任务要求:
请根据这篇关于正则表达式测试题的文章,回答下列问题。
(a) 第一题中,写法 ^\w*foo\w*$ 得了多少分?
(b) 第一题中,只写 foo 得了多少分?
(c) 第二题中,作者先写出的表达式是什么?

看到微博有人转了一个正则表达式测试题,于是果断拿来玩玩,记录一下解题思路。
- 地址:http://regex.alf.nu/
第一题:
Match all of these… | and none of these… |
---|---|
afoot | Atlas |
catfoot | Aymoro |
dogfoot | Iberic |
fanfoot | Mahran |
foody | Ormazd |
foolery | Silipan |
foolish | altared |
fooster | chandoo |
footage | crenel |
foothot | crooked |
footle | fardo |
footpad | folksy |
footway | forest |
hotfoot | hebamic |
jawfoot | idgah |
mafoo | manlike |
nonfood | marly |
padfoot | palazzi |
prefool | sixfold |
sfoot | tarrock |
unfool | unfold |
根据习惯,脑补了第一个答案是:
^\w*foo\w*$
原因很简单,想写严谨,第一列元素都是小写字母开头,以及小写字母结束,中间包含foo的字符串。不过这个复杂度略高,得分只有199,我们来简化的玩。
\w*foo\w*
去掉匹配开头和结尾,得分高了2分,变为201,看来得分和复杂度果然是正相关啊。继续简化的玩。
foo
这个得分207,应该不会有更高了吧…当然你如果为了优雅,可以写成下面的,损失一点分数。
fo{2,}
这个204分,不过看起来有条理些。
第二题:
思路和之前差不多的就不写了,浪费篇幅。 看到又是同样两个list:
Match all of these… | and none of these… |
---|---|
Mick | Kickapoo |
Rick | Nickneven |
allocochick | Rickettsiales |
backtrick | billsticker |
bestick | borickite |
candlestick | chickell |
counterprick | fickleness |
heartsick | finickily |
lampwick | kilbrickenite |
lick | lickpenny |
lungsick | mispickel |
potstick | quickfoot |
quick | quickhatch |
rampick | ricksha |
rebrick | rollicking |
relick | slapsticky |
seasick | snickdrawing |
slick | sunstricken |
tick | tricklingly |
unsick | unlicked |
upstick | unnickeled |
ick$
这个是不是一眼看出,但是等等,直接写下面这个是不是更简单。

所给材料:
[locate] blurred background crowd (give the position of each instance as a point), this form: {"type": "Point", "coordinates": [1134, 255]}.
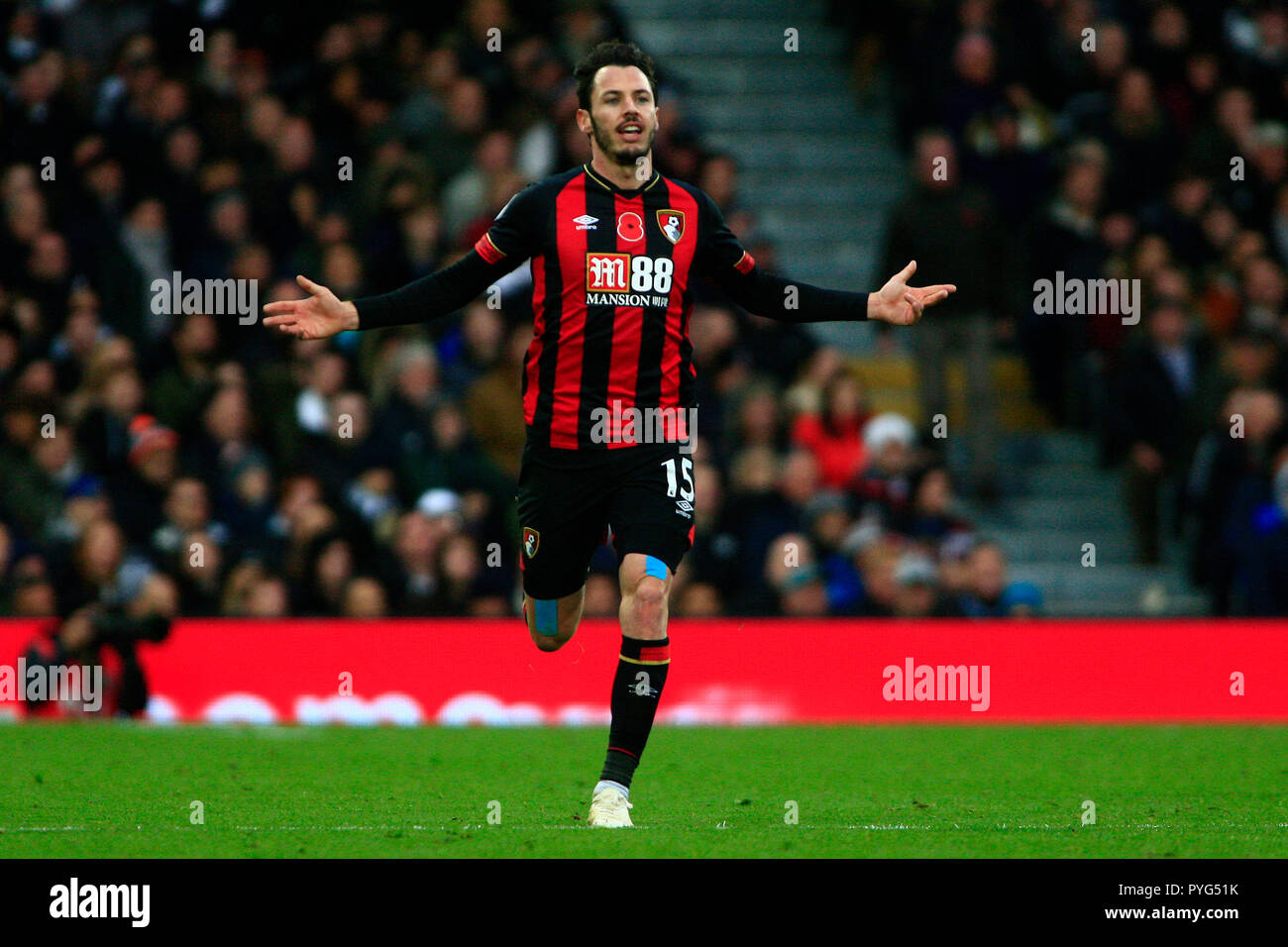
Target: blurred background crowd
{"type": "Point", "coordinates": [192, 464]}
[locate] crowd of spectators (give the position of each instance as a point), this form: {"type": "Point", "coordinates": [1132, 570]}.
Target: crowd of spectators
{"type": "Point", "coordinates": [1124, 141]}
{"type": "Point", "coordinates": [191, 463]}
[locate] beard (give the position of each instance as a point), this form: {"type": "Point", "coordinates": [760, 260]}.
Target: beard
{"type": "Point", "coordinates": [627, 155]}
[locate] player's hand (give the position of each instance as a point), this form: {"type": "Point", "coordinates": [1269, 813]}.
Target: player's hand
{"type": "Point", "coordinates": [318, 316]}
{"type": "Point", "coordinates": [901, 304]}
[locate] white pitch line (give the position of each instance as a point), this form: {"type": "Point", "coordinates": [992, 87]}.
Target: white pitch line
{"type": "Point", "coordinates": [872, 827]}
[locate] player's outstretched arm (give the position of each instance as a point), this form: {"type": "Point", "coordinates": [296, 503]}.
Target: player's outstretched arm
{"type": "Point", "coordinates": [790, 300]}
{"type": "Point", "coordinates": [902, 304]}
{"type": "Point", "coordinates": [322, 313]}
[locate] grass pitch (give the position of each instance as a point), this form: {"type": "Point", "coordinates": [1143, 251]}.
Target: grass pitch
{"type": "Point", "coordinates": [129, 789]}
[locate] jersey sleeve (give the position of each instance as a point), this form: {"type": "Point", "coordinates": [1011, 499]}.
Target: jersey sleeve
{"type": "Point", "coordinates": [721, 258]}
{"type": "Point", "coordinates": [511, 239]}
{"type": "Point", "coordinates": [719, 252]}
{"type": "Point", "coordinates": [515, 234]}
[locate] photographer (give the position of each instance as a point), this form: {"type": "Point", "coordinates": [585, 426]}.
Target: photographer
{"type": "Point", "coordinates": [111, 613]}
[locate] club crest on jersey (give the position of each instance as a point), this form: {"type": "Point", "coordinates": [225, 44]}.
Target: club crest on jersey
{"type": "Point", "coordinates": [671, 223]}
{"type": "Point", "coordinates": [630, 227]}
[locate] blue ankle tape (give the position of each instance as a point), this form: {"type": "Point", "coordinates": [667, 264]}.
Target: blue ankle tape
{"type": "Point", "coordinates": [548, 616]}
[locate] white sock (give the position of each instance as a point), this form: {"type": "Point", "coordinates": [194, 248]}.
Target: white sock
{"type": "Point", "coordinates": [617, 787]}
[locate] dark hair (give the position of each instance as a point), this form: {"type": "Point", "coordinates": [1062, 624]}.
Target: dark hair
{"type": "Point", "coordinates": [610, 53]}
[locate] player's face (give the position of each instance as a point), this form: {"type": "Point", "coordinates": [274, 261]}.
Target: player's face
{"type": "Point", "coordinates": [622, 114]}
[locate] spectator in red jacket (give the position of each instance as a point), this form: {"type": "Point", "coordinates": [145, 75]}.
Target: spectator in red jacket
{"type": "Point", "coordinates": [835, 436]}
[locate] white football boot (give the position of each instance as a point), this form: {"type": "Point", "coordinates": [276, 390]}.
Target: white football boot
{"type": "Point", "coordinates": [609, 809]}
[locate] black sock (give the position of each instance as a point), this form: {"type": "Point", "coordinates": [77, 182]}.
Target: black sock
{"type": "Point", "coordinates": [636, 690]}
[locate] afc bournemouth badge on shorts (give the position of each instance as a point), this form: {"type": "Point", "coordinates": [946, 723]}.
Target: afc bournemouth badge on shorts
{"type": "Point", "coordinates": [671, 223]}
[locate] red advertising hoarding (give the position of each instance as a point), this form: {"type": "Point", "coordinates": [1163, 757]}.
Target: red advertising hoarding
{"type": "Point", "coordinates": [722, 672]}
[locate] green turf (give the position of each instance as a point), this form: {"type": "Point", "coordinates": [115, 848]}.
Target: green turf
{"type": "Point", "coordinates": [120, 789]}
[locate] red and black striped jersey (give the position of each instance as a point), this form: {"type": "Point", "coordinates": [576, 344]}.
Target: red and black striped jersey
{"type": "Point", "coordinates": [612, 290]}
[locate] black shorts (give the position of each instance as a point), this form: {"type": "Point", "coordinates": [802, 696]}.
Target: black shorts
{"type": "Point", "coordinates": [570, 501]}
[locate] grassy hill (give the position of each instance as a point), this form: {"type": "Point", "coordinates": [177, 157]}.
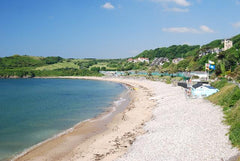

本题解答:
(a) 199分
(b) 207分
(c) ick$